**EXCERPT TO READ**
5 Predictions (After an Unpredictable Year)
Do you remember this time last year? How we naively set goals in December 2019, making plans for 2020? It would’ve taken a crystal ball and a very talented soothsayer to predict everything we’ve gone through this year. From a global pandemic, to widespread calls for social justice. From an economic roller coaster, to divisive elections in the U.S. and around the world. From work, school, and home life blurring together, to using “Zoom” as a verb.
For years to come, we’ll talk about our world divided into two distinct eras: before 2020 and after. Lately, I’ve been thinking a lot about the after.
Now that 2020 is behind us, let’s look at what we can expect heading into 2021.
On my podcast, The Edge, I recently spoke to five of my esteemed colleagues and asked them to make a prediction (and offer a bit of advice) about the future of work. Here’s what they shared…
In 2020, we saw a surge in Diversity, Equity, and Inclusion (DEI) learning. Elisa Vincent, Skillsoft’s Vice President of Global Talent Enablement, anticipates even more of that momentum in 2021.
“We’re going to see a common thread of DEI throughout all of our leadership competencies in the coming year. Organizations will embrace core learning experiences that include a new emphasis on DEI power skills — like building empathy, nurturing EQ, recognizing and addressing unconscious bias, and deep listening. I have high hopes that this will be a turning point toward realizing genuine diversity, true equity, and meaningful inclusion for all.”
Whether looking at unconscious bias in the workplace or welcoming women back into the workforce after so many have left during COVID, Elisa envisions an emphasis on ‘extreme listening.’ “I encourage all of us who work in the human capital space to help leaders in the organization listen to their employees and ask the right questions: ‘How are you doing?’ ‘How can I help?’ ‘What does your workday look like?’ ‘What are your home responsibilities?’ It’s about organizations doing the difficult work of asking questions, listening, and creating safe places where employees can talk about how their personal and their work and professional lives are coming together.”
Ready or not, 2020 forced organizations, leaders, and individuals to pivot to digital collaboration. Those skills, learned quickly and by necessity, certainly won’t go to waste. As Skillsoft VP of Technology and Developer Products, Mike Hendrickson predicts digital dexterity will be “Increasingly important for individuals and organizations, especially when facing uncertainty, market changes, or competitive pressures. And this applies to both tech and non-tech people.”
Mike points out that, “COVID has accelerated what could have been multi-year digital transformation plans into days or weeks. And those with digital dexterity right now have adapted much more quickly. The evidence is clear. Gartner published a research report concluding that 9% of employees have high digital dexterity and they also found that those employees with digital dexterity were 3.3x more likely to quickly and effectively execute digital initiatives in their organizations.” He finishes by admitting that we have, “No idea what 2025 is going to offer,” and emphasizes the importance in, “Cultivating a culture of curiosity to learn.”

**WORK REQUEST 1**
In the article on workplace predictions, can you give the passage from "5 Predictions (After" to "about the after." again, swapping "soothsayer" for "fortune teller"?
**WORK REQUEST 2**
What power skills does the article on workplace predictions name as part of the new emphasis on DEI?
**WORK REQUEST 3**
How might the article on workplace predictions go on after its final sentence? Write the next part.

**RECORDS SUPPLIED**
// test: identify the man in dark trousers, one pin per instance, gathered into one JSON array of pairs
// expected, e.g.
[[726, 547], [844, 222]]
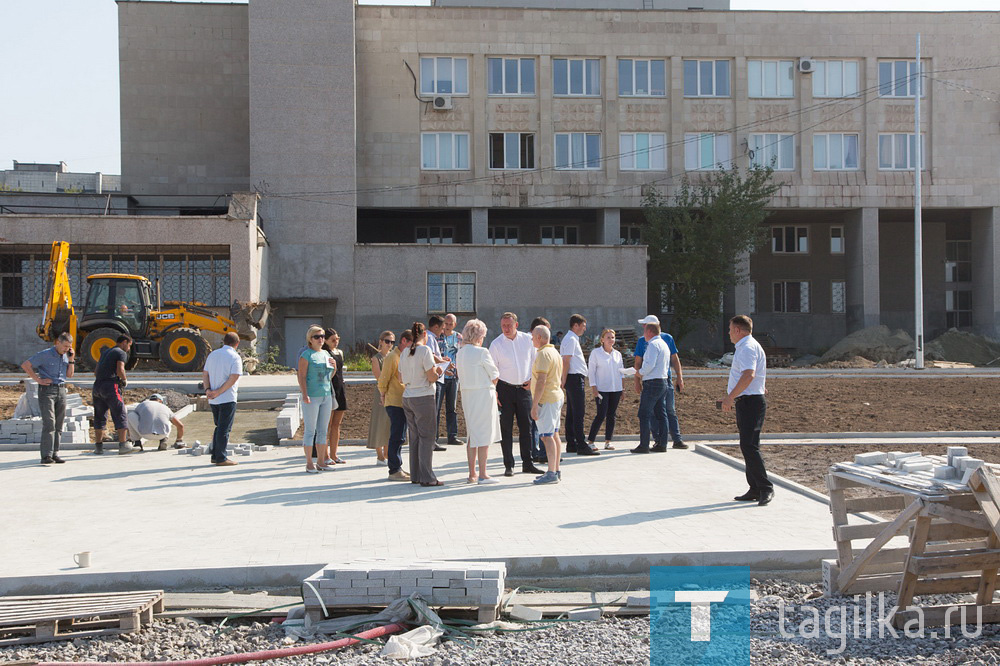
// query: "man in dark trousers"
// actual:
[[109, 379], [746, 392]]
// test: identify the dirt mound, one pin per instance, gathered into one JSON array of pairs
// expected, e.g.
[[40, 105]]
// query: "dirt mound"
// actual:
[[875, 344], [955, 345]]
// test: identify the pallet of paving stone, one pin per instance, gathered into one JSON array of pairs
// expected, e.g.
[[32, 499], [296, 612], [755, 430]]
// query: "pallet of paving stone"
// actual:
[[40, 619], [377, 583]]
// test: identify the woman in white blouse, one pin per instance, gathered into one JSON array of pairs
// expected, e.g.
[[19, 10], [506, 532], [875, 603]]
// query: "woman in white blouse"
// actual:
[[477, 378], [605, 373]]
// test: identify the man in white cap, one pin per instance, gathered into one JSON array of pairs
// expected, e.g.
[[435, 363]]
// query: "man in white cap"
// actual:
[[151, 419], [674, 373]]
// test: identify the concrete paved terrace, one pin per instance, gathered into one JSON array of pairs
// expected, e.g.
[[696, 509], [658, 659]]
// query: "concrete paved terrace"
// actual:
[[164, 519]]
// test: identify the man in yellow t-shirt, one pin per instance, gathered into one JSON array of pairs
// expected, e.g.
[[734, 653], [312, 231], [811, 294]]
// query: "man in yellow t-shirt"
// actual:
[[547, 399]]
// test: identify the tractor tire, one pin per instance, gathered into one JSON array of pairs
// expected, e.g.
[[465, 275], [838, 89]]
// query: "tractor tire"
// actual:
[[94, 344], [184, 350]]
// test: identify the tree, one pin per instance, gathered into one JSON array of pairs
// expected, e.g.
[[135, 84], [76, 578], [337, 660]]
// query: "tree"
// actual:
[[696, 240]]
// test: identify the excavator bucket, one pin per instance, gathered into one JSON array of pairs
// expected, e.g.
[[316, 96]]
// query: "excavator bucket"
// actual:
[[249, 318]]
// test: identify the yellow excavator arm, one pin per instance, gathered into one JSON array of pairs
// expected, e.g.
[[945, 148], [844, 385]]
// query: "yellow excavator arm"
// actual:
[[58, 315]]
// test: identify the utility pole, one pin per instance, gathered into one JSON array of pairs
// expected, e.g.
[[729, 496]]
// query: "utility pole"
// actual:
[[918, 158]]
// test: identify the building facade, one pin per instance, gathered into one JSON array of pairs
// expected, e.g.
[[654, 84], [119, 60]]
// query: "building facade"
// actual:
[[414, 160]]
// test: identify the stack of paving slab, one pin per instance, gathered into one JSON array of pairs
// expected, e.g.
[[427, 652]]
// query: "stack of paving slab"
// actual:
[[380, 582], [958, 468], [290, 416], [28, 430]]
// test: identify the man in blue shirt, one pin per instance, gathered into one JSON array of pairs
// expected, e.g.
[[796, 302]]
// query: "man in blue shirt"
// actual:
[[653, 374], [51, 368], [450, 340], [668, 397]]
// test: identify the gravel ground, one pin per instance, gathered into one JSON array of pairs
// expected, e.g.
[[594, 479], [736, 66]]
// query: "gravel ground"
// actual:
[[610, 641]]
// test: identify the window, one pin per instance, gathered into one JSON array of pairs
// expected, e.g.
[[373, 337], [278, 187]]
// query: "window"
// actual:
[[435, 235], [958, 261], [836, 240], [770, 78], [642, 151], [958, 308], [775, 150], [898, 78], [789, 240], [444, 76], [451, 292], [642, 78], [576, 77], [706, 152], [510, 76], [631, 234], [791, 297], [835, 78], [559, 235], [835, 152], [706, 78], [444, 151], [510, 150], [578, 150], [838, 297], [503, 235], [898, 152]]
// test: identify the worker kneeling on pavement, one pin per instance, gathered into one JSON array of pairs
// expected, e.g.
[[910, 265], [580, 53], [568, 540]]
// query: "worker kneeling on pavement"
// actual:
[[153, 420]]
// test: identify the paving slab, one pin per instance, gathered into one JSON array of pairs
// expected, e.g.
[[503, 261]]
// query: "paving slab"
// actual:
[[164, 512]]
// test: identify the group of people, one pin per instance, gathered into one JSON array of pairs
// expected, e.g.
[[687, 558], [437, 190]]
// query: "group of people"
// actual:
[[518, 377]]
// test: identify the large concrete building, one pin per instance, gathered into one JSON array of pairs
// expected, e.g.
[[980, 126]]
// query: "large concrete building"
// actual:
[[413, 160]]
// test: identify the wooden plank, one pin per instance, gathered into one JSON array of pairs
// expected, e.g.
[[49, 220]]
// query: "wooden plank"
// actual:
[[976, 560], [918, 541], [850, 573], [935, 616]]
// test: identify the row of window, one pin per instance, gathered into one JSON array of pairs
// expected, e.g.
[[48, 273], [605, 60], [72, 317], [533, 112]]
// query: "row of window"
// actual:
[[647, 151], [186, 277], [647, 77]]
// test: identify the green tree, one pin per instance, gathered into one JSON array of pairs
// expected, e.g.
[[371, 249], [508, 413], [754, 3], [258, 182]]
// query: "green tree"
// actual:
[[696, 239]]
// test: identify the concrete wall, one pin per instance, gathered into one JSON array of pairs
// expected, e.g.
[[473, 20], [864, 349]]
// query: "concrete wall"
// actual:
[[185, 97], [17, 327], [302, 139], [606, 284]]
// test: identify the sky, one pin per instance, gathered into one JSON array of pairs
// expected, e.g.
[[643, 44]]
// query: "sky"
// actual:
[[60, 80]]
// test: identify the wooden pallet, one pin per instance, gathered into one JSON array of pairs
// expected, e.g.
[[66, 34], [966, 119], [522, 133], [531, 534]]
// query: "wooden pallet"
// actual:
[[40, 619], [953, 533]]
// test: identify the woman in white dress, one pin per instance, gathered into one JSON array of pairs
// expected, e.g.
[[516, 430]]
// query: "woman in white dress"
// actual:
[[477, 378]]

**FINAL ANSWER 1**
5 Predictions (After an Unpredictable Year)
Do you remember this time last year? How we naively set goals in December 2019, making plans for 2020? It would’ve taken a crystal ball and a very talented fortune teller to predict everything we’ve gone through this year. From a global pandemic, to widespread calls for social justice. From an economic roller coaster, to divisive elections in the U.S. and around the world. From work, school, and home life blurring together, to using “Zoom” as a verb.
For years to come, we’ll talk about our world divided into two distinct eras: before 2020 and after. Lately, I’ve been thinking a lot about the after.

**FINAL ANSWER 2**
building empathy, nurturing EQ, recognizing and addressing unconscious bias, and deep listening

**FINAL ANSWER 3**
I was stunned to learn from Norm Ford, our VP of Compliance Products, that a recent customer survey revealed 21% of organizations were experiencing an increase in inappropriate communications and conduct while on messaging platforms. “If you think about it,” he explains, “You’re doing business inside your home, and there’s a certain level of comfort and informality in that type of environment, and a lot of us don’t realize that we’re inviting folks into our home to conduct business. The same rules should apply as in the workplace, as in the office, as they do in this new work environment. Unfortunately, what we’re seeing is that a lot of employees are becoming just a little lax in their communication and being a little inappropriate. And so, that’s a concern in a lot of organizations: managing that.”
According to Norm, compliance will have to manage new risks of a hybrid workspace model, which also include privacy and cybersecurity. He predicts new threats will emerge, along with regulations across the country and around the world. “We need to prepare our employees because that’s the weakest link in any company, an employee responding to these threats.” Overall, Norm advises compliance leaders to focus on three things: talent, communication, and training. “I look at training as the way that an organization communicates its expectations to its staff. This is the way an organization can say, ‘Here’s my belief of your expected behavior. Here’s why I expect your behavior to be safe, healthy, and respectful of others.’”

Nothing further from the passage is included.